TEXT EXCERPT:

———

How deep is the brain? The shallow brain hypothesis


Deep learning and predictive coding architectures commonly assume that inference in neural networks is hierarchical. However, largely neglected in deep learning and predictive coding architectures is the neurobiological evidence that all hierarchical cortical areas, higher or lower, project to and receive signals directly from subcortical areas. Given these neuroanatomical facts, today’s dominance of cortico-centric, hierarchical architectures in deep learning and predictive coding networks is highly questionable; such architectures are likely to be missing essential computational principles the brain uses. In this Perspective, we present the shallow brain hypothesis: hierarchical cortical processing is integrated with a massively parallel process to which subcortical areas substantially contribute. This shallow architecture exploits the computational capacity of cortical microcircuits and thalamo-cortical loops that are not included in typical hierarchical deep learning and predictive coding networks. We argue that the shallow brain architecture provides several critical benefits over deep hierarchical structures and a more complete depiction of how mammalian brains achieve fast and flexible computational capabilities.

Fig. 1: Deep and shallow architectures.
Fig. 2: The shallow brain hypothesis.
Fig. 3: New computational potential in shallow architectures.

Bayesian inference

A method of statistical analysis that is grounded in Bayes’ theorem, which describes how the probability of a hypothesis (posterior probability) is updated as new data (evidence) become available, given prior knowledge about the hypothesis (prior probability).

Cortico-cortical loops

Neural circuits that connect different regions of the cerebral cortex to one another, allowing communication and integration of information across various cortical areas. These loops can be either short range, connecting adjacent or nearby cortical regions, or long range, linking distant regions of the cortex.

Deep hierarchy

A hierarchical structure consisting of many layers (roughly analogous to cortical areas) through which information from the external world is processed step by step.

Deep learning architectures

Structured configurations of hierarchical, interconnected layers of artificial neurons, or nodes, in a neural network. Common types of deep learning architecture include feedforward convolutional neural networks and recurrent neural networks.

Hierarchical inference

The process of drawing conclusions from data wherein parameters are organized into different levels or layers. In hierarchical Bayesian inference, Bayesian statistics are employed within a layered framework, integrating prior knowledge at multiple levels to refine posterior distributions.

———

AIM OF THE TASK: Please go on with the shallow brain hypothesis text, picking up after its last sentence. The items are separate material, unrelated to the shallow brain hypothesis text.

Items listed in a dataset:
———

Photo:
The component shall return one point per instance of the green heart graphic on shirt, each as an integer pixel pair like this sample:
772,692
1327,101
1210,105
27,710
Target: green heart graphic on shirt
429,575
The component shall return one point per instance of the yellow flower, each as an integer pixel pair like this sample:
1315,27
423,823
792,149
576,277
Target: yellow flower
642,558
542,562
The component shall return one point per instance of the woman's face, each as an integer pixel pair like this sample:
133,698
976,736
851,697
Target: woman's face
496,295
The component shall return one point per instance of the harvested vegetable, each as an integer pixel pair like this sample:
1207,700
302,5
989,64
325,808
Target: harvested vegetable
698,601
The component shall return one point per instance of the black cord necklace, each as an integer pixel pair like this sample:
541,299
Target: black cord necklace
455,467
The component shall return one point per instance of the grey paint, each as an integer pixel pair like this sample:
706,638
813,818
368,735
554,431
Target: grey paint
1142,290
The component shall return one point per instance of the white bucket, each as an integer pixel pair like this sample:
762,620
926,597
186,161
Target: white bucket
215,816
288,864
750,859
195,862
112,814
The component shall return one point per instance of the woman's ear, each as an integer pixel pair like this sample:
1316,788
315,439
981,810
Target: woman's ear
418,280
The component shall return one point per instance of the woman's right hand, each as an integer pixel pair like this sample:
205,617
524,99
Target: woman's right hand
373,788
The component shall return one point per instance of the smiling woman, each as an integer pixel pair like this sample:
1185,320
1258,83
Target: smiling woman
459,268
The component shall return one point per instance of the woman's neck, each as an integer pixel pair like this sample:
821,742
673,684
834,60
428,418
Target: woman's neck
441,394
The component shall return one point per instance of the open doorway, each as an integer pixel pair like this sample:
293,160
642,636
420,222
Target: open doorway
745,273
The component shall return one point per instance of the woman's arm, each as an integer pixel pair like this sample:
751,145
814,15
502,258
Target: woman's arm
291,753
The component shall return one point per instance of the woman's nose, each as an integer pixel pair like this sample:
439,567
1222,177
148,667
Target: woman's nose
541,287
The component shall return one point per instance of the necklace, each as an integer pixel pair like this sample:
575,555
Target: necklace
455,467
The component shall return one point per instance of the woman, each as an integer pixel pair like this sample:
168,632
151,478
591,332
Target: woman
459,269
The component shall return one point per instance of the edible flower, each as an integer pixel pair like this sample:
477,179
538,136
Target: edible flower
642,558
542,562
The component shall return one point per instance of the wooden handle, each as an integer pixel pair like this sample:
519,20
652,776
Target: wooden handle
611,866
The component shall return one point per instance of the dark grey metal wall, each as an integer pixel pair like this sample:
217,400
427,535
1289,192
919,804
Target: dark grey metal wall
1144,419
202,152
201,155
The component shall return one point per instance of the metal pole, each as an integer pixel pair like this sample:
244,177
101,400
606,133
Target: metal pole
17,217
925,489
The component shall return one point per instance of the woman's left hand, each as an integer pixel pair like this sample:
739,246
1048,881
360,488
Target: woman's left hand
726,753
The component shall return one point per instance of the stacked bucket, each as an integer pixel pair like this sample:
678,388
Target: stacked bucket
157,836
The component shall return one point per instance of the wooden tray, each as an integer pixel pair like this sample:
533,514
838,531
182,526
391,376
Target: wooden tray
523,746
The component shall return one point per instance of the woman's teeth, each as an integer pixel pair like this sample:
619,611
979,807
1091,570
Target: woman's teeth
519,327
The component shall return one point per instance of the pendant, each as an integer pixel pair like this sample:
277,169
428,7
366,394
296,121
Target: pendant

———

TASK ANSWER:
Higher-order thalamic nuclei

Thalamic nuclei can be categorized anatomically into first-order and higher-order nuclei. First-order nuclei receive driving afferents from ascending pathways, whereas the higher-order nuclei receive driving afferents from cortical layer 5 pyramidal (L5p) neurons. Notable examples of higher-order thalamic nuclei include the pulvinar and the medial dorsal nucleus.

Non-hierarchical lateral connections

Connections made between two cortical areas that are not distinguished hierarchically (for instance, primary auditory and visual cortex). This connectivity pattern is illustrated in Fig. 1b.

Recurrent connections

Connections in which the output of a neuron at a given layer is fed back as an input to either the same layer or a previous layer. This creates a loop in the network, allowing information, for instance, to persist and be reused across sequential steps.

Recurrent neural network

A class of neural networks in which connections between nodes form directed cycles, enabling the retention of information from previous inputs. This sequential memory feature makes recurrent neural networks suitable for tasks involving time-series or sequential data.

Reinforcement learning

A machine learning method in which an agent makes decisions and receives reinforcing feedback to train the network to improve its output (for example, reward for desired behaviours, punishment for behaviour resulting in undesirable output).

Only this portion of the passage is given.